(Stored entries)
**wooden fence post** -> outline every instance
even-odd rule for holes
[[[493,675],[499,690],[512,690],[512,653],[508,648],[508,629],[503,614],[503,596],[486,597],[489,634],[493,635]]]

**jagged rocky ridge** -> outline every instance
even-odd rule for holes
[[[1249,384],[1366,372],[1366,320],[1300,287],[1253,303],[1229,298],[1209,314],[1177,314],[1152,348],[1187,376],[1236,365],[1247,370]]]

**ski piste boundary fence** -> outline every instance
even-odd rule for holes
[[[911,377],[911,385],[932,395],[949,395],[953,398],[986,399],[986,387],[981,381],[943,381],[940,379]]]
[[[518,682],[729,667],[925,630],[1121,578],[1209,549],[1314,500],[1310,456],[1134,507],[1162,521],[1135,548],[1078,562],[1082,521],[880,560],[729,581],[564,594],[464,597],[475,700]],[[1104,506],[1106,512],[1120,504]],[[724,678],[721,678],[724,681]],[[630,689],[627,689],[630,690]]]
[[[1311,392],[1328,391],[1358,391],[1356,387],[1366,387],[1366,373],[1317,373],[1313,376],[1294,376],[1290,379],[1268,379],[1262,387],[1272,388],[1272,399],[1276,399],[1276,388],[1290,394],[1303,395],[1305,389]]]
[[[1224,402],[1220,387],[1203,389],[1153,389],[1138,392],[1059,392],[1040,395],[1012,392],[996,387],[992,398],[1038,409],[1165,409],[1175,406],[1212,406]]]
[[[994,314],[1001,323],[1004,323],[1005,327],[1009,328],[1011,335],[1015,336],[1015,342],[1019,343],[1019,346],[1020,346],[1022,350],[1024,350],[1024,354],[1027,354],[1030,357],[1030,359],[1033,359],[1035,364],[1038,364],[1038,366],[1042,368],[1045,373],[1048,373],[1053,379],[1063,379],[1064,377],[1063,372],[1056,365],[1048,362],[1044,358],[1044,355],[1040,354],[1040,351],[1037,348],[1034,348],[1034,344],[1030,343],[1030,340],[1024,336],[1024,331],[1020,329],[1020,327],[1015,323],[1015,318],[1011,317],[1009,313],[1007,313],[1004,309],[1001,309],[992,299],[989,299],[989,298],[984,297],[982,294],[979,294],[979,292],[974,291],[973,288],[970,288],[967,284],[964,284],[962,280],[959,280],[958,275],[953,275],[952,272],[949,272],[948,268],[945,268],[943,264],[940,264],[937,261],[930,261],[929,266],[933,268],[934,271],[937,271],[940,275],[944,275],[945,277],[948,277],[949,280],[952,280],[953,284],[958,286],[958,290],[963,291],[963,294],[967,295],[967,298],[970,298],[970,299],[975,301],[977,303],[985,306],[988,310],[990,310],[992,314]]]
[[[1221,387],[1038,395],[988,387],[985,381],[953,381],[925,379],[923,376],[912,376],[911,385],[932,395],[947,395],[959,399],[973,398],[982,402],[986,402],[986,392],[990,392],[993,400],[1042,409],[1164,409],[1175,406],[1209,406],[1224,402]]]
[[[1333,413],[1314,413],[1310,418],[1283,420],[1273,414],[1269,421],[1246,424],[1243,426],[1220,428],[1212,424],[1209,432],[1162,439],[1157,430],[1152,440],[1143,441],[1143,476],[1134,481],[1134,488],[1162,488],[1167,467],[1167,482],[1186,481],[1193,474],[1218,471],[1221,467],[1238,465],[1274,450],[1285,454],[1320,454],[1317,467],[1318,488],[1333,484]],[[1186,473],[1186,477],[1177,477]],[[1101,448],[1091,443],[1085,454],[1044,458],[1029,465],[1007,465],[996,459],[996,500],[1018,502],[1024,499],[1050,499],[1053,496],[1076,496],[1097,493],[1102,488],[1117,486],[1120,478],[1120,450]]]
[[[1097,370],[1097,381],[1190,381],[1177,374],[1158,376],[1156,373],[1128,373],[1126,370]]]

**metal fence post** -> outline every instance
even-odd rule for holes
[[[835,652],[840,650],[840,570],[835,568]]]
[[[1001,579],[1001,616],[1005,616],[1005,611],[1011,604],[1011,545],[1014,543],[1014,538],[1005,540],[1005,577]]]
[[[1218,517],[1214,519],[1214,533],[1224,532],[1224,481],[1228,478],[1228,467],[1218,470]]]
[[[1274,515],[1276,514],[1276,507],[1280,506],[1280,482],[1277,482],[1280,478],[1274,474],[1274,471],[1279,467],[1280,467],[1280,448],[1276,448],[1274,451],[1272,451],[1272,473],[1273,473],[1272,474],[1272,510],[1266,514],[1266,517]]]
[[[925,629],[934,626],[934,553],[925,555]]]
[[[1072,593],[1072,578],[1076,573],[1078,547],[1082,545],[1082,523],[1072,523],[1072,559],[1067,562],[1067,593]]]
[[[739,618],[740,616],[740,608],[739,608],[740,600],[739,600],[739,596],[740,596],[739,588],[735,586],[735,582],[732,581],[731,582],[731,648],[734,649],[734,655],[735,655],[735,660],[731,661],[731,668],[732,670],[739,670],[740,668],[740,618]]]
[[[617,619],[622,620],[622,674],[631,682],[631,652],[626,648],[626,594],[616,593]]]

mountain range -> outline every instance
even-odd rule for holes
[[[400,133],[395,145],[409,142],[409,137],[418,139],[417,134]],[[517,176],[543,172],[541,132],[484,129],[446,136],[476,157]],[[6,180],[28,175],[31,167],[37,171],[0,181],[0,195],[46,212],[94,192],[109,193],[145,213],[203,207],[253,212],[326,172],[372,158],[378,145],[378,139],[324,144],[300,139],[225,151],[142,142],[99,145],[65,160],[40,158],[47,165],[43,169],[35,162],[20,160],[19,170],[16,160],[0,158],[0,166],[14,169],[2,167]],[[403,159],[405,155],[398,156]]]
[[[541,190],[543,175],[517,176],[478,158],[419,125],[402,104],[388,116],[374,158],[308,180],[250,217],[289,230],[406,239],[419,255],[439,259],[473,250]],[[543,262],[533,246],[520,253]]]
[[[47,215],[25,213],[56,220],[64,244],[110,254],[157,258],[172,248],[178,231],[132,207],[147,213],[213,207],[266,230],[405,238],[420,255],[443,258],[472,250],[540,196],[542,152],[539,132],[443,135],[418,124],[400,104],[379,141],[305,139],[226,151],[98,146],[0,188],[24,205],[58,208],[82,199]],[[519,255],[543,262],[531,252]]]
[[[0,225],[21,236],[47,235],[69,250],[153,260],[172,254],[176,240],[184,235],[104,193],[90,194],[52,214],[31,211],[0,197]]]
---
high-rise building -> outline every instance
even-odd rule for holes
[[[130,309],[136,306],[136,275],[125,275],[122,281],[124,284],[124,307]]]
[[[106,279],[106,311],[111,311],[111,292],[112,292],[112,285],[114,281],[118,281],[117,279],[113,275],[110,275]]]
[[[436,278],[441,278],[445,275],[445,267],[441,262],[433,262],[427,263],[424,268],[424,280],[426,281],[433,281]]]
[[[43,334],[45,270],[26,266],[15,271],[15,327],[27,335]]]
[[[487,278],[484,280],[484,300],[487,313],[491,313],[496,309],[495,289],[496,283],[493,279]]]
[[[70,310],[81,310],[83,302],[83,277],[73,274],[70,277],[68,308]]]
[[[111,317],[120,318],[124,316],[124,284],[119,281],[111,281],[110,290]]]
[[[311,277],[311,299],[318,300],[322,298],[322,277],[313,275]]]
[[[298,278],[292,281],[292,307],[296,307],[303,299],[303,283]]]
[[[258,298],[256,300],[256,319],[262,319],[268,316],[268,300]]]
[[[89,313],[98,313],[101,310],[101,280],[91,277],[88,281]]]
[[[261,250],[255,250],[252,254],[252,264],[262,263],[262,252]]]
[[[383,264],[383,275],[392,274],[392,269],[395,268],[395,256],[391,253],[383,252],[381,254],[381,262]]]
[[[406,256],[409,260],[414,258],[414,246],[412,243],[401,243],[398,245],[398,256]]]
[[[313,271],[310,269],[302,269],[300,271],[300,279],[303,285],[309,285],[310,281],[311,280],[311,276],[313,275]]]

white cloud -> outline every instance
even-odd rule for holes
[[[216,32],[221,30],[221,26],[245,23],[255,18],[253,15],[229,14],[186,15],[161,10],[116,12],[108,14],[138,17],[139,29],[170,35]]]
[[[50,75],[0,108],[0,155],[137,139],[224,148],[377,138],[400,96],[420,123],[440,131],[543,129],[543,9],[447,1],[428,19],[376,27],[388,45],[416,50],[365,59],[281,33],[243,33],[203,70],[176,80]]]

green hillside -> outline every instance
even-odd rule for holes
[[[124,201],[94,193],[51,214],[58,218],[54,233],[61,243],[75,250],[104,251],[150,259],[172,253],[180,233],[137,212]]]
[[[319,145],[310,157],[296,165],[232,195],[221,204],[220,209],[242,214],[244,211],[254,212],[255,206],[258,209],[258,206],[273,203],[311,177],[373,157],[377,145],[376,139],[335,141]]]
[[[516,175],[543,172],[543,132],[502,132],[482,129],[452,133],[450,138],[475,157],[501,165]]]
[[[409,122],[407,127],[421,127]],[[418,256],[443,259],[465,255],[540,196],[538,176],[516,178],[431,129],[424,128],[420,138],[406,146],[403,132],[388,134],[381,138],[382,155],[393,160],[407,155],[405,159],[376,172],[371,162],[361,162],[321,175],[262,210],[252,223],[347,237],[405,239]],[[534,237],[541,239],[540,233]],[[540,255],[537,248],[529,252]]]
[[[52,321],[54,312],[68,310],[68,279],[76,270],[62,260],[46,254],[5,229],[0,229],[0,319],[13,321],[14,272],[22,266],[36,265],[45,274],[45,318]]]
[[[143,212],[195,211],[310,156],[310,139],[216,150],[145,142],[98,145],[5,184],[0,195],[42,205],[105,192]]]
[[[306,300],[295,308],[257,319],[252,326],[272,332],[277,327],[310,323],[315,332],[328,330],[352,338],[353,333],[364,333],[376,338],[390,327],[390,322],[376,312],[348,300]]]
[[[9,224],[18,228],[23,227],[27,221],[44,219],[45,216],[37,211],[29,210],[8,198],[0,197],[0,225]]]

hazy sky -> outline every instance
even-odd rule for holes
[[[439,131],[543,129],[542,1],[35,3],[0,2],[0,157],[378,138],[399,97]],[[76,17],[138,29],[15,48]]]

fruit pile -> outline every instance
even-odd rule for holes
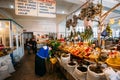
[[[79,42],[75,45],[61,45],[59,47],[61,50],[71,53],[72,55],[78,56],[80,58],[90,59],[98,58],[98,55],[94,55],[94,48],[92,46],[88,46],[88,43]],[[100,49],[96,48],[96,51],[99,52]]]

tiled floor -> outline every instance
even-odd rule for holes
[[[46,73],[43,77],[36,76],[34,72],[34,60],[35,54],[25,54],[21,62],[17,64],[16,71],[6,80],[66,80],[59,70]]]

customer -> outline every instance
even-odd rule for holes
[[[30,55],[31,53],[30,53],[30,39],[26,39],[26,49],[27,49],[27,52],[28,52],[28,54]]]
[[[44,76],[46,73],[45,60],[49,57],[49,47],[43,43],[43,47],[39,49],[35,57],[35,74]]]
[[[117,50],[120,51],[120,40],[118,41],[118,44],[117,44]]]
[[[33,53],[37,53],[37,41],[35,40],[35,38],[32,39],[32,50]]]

* [Exercise prompt]
Pull out each line of the data above that contains the string "post". Matching is case-sensitive.

* [The output]
**wooden fence post** -> outline every instance
**metal fence post** -> outline every instance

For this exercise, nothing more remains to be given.